GOAL: Update the rows from the line containing "For each instance of the carriage step, drop" through the end of the rows, replacing "drop a single marker" with "place one point" and leaving everything else unchanged. Return only those lines.

GIVEN DATA:
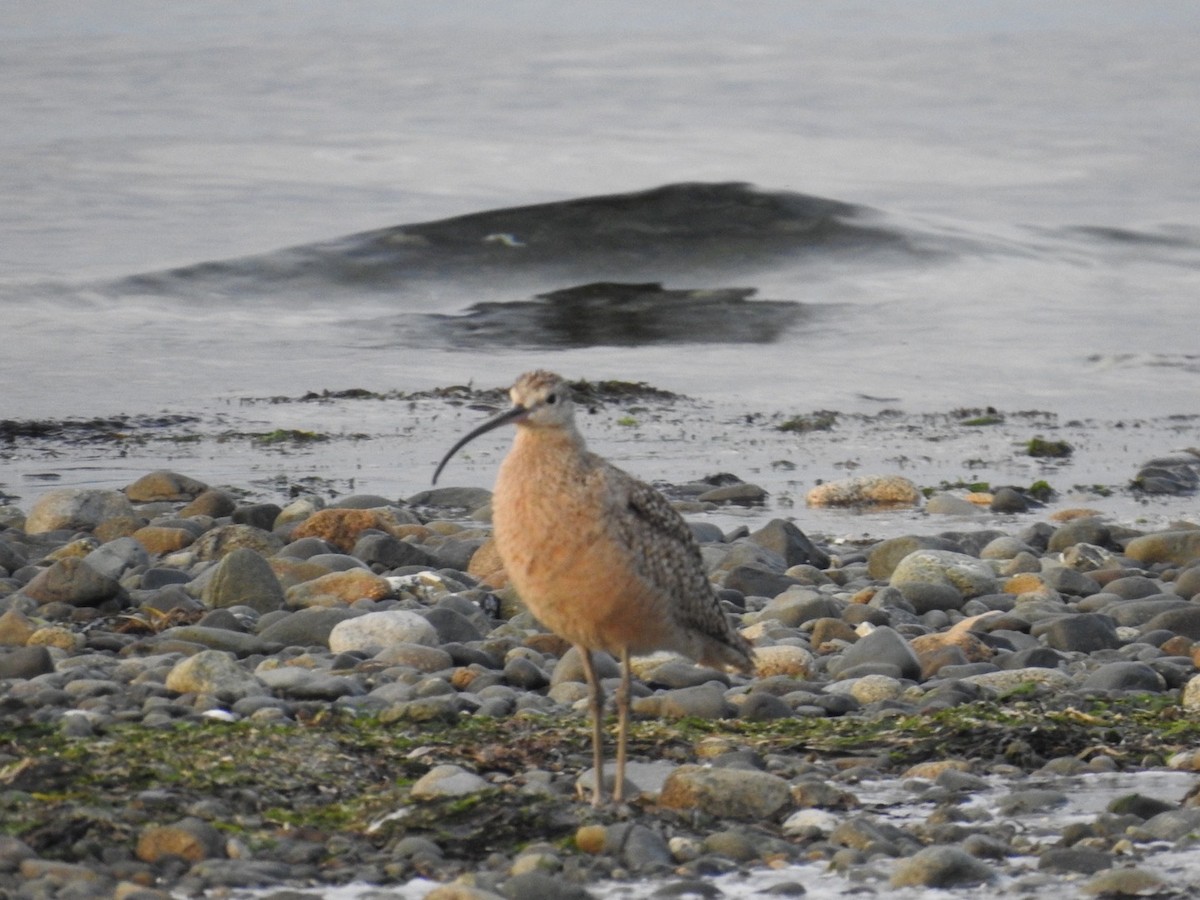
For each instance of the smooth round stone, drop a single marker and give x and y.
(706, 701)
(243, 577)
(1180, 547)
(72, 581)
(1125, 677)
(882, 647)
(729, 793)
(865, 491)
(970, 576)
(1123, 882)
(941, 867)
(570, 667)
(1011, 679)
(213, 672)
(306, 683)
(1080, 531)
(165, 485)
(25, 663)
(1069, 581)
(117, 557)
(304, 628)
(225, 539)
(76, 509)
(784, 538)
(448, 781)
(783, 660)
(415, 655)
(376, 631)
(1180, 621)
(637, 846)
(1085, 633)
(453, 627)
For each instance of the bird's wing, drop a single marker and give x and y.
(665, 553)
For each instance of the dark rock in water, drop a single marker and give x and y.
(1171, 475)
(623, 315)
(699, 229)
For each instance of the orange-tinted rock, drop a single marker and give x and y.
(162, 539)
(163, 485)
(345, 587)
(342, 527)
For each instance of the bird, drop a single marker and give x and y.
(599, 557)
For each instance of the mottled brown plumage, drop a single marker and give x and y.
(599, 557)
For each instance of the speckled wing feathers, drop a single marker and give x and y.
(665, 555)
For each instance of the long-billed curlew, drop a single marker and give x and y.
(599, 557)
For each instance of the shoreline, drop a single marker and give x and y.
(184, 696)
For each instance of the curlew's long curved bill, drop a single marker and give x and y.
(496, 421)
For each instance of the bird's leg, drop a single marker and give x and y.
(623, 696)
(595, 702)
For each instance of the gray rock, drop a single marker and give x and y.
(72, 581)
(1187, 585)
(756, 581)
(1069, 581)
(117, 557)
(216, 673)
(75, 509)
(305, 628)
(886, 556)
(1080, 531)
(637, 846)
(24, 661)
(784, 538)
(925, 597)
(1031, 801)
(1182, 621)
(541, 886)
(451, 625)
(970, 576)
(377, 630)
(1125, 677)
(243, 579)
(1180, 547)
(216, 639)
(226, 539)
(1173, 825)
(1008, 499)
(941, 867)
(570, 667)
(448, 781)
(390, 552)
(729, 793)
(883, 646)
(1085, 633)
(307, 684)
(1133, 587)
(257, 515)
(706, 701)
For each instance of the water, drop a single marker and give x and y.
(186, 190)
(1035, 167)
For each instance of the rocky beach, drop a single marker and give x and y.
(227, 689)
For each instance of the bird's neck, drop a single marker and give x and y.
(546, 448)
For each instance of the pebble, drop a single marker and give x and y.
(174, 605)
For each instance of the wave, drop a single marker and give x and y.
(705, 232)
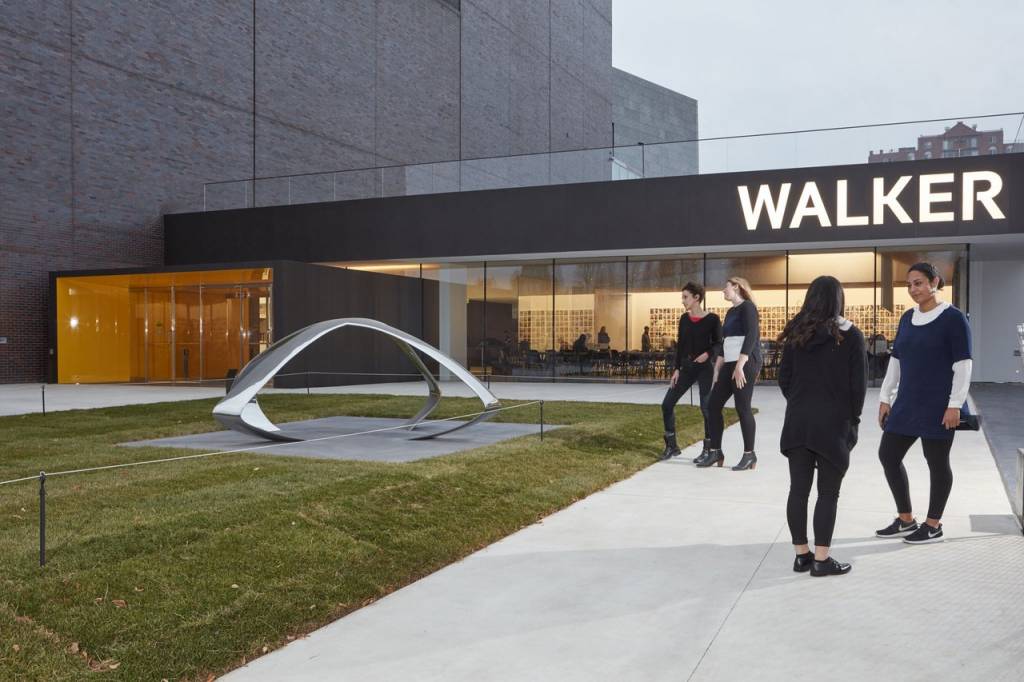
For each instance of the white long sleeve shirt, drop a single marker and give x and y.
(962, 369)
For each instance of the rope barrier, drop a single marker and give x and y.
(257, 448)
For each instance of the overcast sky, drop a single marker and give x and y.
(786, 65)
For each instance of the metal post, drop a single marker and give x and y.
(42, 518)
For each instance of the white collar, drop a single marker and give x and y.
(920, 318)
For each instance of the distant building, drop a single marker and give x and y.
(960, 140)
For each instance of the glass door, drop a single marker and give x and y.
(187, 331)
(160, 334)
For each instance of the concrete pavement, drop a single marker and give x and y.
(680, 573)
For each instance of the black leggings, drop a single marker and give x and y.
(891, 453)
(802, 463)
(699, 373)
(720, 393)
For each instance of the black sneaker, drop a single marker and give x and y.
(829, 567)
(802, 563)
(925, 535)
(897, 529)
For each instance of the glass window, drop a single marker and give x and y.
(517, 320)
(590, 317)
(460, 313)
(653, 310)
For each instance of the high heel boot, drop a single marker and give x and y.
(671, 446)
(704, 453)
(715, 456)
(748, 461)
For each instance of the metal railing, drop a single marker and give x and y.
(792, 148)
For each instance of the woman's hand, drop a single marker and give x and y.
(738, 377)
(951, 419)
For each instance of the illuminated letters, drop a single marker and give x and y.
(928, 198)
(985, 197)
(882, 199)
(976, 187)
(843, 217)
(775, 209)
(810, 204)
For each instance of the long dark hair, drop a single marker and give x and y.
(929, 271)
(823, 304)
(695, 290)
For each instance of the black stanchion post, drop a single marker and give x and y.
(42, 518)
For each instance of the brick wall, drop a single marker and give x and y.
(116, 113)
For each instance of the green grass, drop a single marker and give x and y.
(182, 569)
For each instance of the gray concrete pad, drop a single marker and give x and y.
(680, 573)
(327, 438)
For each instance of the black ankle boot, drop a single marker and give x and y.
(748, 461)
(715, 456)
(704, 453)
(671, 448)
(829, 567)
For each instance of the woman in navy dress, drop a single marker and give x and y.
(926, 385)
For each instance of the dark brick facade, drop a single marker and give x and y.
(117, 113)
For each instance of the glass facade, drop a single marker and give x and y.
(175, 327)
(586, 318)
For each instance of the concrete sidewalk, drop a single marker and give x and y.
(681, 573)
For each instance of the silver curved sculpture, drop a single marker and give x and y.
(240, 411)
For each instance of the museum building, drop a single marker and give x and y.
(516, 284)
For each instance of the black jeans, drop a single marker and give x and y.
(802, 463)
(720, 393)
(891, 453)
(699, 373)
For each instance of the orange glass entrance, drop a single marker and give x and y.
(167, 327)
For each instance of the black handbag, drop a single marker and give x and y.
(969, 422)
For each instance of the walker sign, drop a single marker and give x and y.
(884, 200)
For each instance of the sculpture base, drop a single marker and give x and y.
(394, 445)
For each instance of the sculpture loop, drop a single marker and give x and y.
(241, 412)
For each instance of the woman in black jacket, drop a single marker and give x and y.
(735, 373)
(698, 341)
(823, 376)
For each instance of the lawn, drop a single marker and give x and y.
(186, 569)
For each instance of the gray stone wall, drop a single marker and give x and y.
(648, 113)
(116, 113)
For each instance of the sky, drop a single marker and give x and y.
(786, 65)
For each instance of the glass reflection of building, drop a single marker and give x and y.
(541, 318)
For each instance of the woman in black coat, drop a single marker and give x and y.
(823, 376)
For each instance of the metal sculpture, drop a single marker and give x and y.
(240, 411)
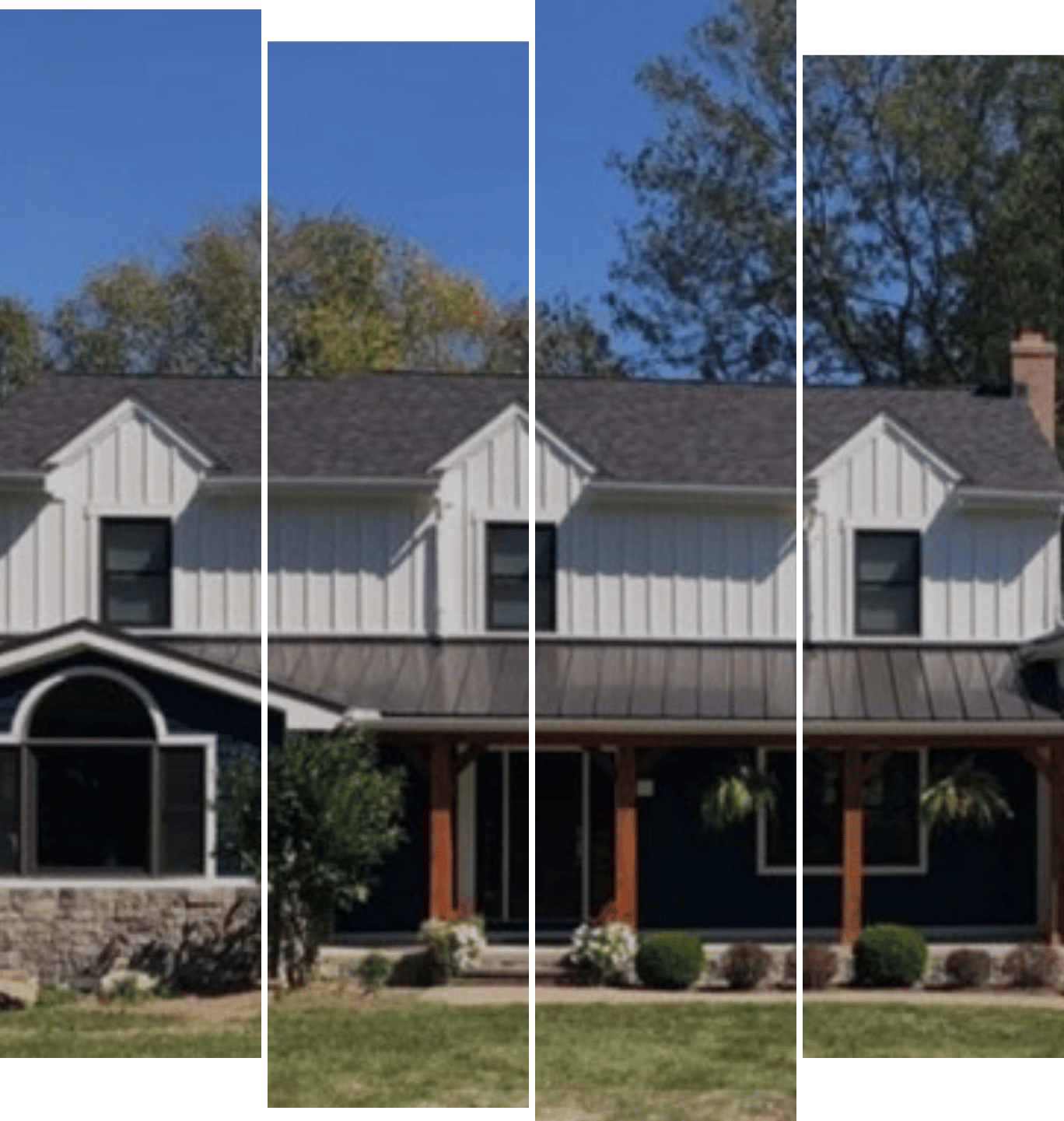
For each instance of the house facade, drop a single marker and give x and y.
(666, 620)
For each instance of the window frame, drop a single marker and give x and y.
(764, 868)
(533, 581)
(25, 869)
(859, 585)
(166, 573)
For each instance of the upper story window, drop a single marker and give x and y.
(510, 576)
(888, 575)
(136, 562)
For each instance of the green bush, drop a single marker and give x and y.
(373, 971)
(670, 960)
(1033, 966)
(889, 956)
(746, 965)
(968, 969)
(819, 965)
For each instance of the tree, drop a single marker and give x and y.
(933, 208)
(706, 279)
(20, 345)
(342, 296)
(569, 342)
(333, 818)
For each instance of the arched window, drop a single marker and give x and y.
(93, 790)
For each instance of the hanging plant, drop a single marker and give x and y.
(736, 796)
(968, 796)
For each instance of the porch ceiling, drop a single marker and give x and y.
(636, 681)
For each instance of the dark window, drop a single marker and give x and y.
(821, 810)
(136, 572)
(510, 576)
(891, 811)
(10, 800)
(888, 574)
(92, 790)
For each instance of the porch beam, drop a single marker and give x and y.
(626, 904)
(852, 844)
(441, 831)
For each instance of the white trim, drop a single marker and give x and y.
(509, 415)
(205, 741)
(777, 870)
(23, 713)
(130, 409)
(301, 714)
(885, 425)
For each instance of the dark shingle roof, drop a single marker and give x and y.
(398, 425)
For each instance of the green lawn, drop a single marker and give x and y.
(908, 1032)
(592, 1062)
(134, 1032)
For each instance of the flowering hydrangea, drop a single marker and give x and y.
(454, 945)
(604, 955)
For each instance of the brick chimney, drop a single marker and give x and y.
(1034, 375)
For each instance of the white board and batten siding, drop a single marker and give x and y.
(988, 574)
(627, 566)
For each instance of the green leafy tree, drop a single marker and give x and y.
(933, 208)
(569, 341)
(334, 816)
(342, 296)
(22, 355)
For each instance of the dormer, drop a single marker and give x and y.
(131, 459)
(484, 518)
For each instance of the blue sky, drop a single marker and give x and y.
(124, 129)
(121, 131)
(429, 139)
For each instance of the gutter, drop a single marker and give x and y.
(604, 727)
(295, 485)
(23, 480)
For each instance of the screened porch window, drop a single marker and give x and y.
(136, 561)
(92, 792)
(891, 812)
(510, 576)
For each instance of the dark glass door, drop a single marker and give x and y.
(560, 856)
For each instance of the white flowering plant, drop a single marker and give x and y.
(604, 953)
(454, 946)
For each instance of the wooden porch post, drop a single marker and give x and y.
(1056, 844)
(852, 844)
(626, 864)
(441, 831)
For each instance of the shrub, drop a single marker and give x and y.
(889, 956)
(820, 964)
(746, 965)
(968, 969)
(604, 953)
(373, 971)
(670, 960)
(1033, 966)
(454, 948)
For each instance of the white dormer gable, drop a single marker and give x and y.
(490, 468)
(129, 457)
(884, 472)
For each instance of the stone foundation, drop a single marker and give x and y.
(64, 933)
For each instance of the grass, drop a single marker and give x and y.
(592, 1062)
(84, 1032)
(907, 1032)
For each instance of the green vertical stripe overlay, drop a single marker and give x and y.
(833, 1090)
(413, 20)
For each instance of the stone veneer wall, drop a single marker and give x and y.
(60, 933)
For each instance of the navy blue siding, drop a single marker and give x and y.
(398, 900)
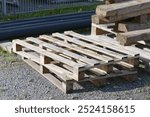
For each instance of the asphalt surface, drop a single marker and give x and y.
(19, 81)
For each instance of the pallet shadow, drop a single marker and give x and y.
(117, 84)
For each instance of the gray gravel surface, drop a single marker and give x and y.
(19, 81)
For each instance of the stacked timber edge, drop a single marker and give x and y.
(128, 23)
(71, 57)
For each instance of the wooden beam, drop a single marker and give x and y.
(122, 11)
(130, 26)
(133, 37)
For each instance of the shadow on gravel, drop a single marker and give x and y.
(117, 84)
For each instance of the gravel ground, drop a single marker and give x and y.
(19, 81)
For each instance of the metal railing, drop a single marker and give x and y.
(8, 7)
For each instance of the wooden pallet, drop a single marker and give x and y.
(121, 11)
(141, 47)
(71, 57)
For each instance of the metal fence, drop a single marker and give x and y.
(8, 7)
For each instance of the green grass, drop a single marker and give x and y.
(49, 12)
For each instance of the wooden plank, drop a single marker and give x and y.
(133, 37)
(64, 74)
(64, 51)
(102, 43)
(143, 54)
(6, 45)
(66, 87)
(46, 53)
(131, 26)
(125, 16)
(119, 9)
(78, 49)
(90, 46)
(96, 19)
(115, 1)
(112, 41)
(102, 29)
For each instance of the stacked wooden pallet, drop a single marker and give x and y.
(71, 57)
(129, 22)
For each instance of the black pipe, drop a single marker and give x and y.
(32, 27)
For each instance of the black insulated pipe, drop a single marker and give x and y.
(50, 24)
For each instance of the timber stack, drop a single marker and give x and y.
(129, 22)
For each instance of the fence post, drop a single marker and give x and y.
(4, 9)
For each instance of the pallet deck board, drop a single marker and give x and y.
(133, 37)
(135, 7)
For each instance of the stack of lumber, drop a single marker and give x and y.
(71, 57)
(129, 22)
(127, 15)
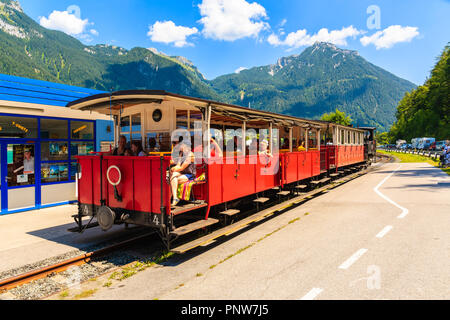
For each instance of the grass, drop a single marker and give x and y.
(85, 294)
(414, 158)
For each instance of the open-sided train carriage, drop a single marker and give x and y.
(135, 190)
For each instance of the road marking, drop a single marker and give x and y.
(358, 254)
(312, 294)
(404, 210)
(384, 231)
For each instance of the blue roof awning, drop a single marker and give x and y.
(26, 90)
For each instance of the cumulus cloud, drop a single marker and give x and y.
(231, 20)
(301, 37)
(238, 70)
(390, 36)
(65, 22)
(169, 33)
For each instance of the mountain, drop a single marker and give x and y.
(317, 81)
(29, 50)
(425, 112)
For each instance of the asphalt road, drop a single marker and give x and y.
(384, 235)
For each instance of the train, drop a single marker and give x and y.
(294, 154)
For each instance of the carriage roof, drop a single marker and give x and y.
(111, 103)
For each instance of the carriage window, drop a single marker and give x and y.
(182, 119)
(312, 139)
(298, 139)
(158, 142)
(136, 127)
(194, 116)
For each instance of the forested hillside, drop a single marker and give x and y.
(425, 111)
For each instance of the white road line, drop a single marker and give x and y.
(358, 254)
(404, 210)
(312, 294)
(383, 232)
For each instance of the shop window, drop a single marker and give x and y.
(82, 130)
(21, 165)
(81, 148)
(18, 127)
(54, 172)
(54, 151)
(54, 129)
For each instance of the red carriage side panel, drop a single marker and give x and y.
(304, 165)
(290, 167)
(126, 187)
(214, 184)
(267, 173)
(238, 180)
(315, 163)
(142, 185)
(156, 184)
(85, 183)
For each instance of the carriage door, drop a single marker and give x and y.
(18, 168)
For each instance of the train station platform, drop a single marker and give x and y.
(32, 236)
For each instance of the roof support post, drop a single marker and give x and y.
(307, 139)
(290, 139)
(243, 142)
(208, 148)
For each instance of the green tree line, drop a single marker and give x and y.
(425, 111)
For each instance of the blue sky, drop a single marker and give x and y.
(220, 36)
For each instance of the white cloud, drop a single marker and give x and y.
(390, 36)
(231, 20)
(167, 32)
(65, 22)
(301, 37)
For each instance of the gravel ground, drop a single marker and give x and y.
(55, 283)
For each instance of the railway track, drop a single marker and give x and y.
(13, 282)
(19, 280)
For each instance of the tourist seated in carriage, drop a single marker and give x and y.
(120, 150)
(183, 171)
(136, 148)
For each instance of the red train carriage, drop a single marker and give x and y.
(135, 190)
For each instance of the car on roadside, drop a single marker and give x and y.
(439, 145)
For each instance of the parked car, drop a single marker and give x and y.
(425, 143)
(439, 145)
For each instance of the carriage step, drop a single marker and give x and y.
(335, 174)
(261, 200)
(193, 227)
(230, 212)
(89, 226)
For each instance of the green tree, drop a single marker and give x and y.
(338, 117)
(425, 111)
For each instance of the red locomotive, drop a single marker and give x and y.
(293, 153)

TASK ANSWER:
For each instance of the carriage step, place one point and give x and y.
(335, 174)
(261, 200)
(193, 227)
(230, 212)
(89, 226)
For each instance of the green tree, place one point and give x and y.
(338, 117)
(425, 111)
For each instance of the red locomotive, place one point and give x and y.
(293, 153)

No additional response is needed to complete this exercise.